(Source data)
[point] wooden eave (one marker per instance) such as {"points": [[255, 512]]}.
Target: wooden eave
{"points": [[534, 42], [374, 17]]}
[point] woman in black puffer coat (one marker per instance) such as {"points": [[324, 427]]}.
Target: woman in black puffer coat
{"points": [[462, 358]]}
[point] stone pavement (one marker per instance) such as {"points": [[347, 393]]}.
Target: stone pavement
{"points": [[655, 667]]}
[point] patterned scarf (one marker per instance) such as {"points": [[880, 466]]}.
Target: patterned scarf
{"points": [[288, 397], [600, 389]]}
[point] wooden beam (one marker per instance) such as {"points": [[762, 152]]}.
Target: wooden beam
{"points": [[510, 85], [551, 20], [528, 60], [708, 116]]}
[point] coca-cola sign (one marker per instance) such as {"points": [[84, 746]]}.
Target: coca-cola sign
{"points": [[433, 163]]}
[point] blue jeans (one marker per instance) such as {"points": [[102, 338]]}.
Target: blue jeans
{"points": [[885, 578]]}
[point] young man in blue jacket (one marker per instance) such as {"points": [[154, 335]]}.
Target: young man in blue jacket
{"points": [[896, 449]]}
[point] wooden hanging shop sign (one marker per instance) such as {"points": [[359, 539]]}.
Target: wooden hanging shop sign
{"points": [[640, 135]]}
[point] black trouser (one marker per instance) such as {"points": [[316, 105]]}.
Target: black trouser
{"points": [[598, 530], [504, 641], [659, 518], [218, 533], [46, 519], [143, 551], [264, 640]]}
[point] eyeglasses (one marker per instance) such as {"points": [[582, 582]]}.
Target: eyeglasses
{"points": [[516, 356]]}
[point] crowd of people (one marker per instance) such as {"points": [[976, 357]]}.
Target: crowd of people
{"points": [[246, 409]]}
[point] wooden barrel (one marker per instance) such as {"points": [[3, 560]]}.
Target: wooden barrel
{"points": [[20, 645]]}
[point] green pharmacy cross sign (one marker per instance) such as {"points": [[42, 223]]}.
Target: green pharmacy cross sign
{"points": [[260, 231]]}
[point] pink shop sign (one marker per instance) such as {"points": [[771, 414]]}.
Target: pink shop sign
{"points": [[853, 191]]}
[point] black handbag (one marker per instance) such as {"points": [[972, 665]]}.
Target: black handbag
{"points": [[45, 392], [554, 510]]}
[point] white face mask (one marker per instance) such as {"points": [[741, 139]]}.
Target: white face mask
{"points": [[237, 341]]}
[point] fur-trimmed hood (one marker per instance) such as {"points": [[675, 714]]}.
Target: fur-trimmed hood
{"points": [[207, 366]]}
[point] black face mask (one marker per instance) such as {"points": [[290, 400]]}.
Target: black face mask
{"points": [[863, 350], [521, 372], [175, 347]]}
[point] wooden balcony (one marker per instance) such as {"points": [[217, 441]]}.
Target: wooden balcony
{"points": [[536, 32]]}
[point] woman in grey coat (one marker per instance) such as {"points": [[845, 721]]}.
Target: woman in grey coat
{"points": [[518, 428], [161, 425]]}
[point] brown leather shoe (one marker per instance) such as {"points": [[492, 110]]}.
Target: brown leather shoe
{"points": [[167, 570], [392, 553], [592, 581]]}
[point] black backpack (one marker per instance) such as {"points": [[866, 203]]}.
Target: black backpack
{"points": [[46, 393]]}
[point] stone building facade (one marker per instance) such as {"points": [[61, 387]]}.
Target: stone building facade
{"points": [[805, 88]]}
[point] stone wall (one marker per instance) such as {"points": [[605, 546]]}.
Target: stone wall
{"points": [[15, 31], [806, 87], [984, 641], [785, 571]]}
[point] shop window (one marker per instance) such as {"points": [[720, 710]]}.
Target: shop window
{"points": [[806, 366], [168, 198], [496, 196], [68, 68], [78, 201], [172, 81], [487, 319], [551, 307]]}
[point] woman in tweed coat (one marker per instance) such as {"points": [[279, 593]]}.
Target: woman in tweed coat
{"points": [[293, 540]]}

Work required | Output every record above exactly as it appears.

Response to the exercise |
[point] wooden eave (one marker per instance) such as {"points": [[255, 512]]}.
Target: wooden eave
{"points": [[534, 42], [374, 17]]}
[point] woman in black puffer coat (one marker per instance) such as {"points": [[324, 427]]}.
Target: woman in black puffer coat
{"points": [[462, 358]]}
[point] stone pavement (one marker per instance) such as {"points": [[347, 393]]}.
Target: stone pavement
{"points": [[655, 667]]}
[point] patterned scarf (one marker per instance) such as {"points": [[880, 466]]}.
Target: patterned scarf
{"points": [[288, 397], [600, 389]]}
[point] wooden beam (one marker per instance) such as {"points": [[762, 152]]}.
Target: wooden beam
{"points": [[510, 85], [551, 20], [528, 60], [708, 116]]}
[point] coca-cola sign (one marker per instance) such as {"points": [[84, 746]]}.
Target: coca-cola sign
{"points": [[433, 163]]}
[point] blue jeans (one marker per instance) such as {"points": [[102, 338]]}.
Target: blue jeans
{"points": [[885, 578]]}
[point] young man in blue jacket (one marker per instance) such as {"points": [[154, 335]]}.
Target: young man in blue jacket
{"points": [[896, 449]]}
[point] wooden hanging shop sign (one marker per instance) such as {"points": [[359, 539]]}.
Target: wooden hanging shop sign
{"points": [[640, 135]]}
[point] black trouser (one marker per instance) such as {"points": [[316, 105]]}.
Target: black trouser
{"points": [[598, 530], [504, 641], [659, 518], [218, 533], [46, 519], [143, 551], [264, 640]]}
[point] eyeglasses (one marker per instance) such as {"points": [[582, 582]]}.
Target: eyeglasses
{"points": [[516, 356]]}
[point] crowd of people (one marker per instance) such as {"points": [[976, 357]]}.
Target: crowd of people
{"points": [[246, 409]]}
[point] wooden barrel (one marker per instance) such as {"points": [[3, 560]]}.
Target: wooden barrel
{"points": [[20, 645]]}
[point] green pharmacy cross sign (one marker per instance) such as {"points": [[42, 223]]}.
Target: green pharmacy cross sign
{"points": [[260, 231]]}
[point] pink shop sign (one marker per instance) such as {"points": [[771, 414]]}.
Target: pink shop sign
{"points": [[853, 191]]}
[point] black handbag (one marker per instance) such as {"points": [[972, 665]]}.
Target: black handbag
{"points": [[45, 392], [554, 510]]}
[point] white face mask (one marker per instance) such as {"points": [[741, 139]]}.
Target: white face mask
{"points": [[237, 341]]}
[point] fur-trimmed hood (one marker per instance) such as {"points": [[675, 714]]}.
Target: fur-trimmed hood
{"points": [[207, 366]]}
[point] black face mask (one marker per instance) such as {"points": [[290, 400]]}.
Target: black face mask
{"points": [[863, 350], [521, 372], [175, 347]]}
[point] wooden balcony (one marker per instance) such as {"points": [[217, 441]]}.
Target: wooden balcony
{"points": [[536, 32]]}
[point] woman in grey coat (one marker per instance) such as {"points": [[845, 721]]}.
Target: woman in grey coat
{"points": [[518, 428], [161, 425]]}
[point] brown leather shoe (one marker per instance) such as {"points": [[492, 110]]}.
Target: brown leather shoe
{"points": [[167, 570], [392, 553], [592, 581]]}
[point] black backpack (one marker per instance) such as {"points": [[866, 203]]}.
Target: black backpack
{"points": [[46, 393]]}
[point] stone building facade (one marker per instance) such as {"points": [[61, 387]]}.
Target: stone building facade
{"points": [[805, 88]]}
[point] stone wall (one marker per instance) such as {"points": [[605, 546]]}.
Target: stone wall
{"points": [[15, 31], [806, 87], [984, 641], [785, 571]]}
[point] shop window (one marker per instance) such as {"points": [[720, 710]]}.
Target: shop window
{"points": [[806, 366], [168, 198], [496, 196], [68, 68], [78, 201], [172, 81], [487, 319], [551, 307]]}
[point] woman in tweed coat (one marker per instance) such as {"points": [[279, 593]]}.
Target: woman in tweed coat
{"points": [[293, 540]]}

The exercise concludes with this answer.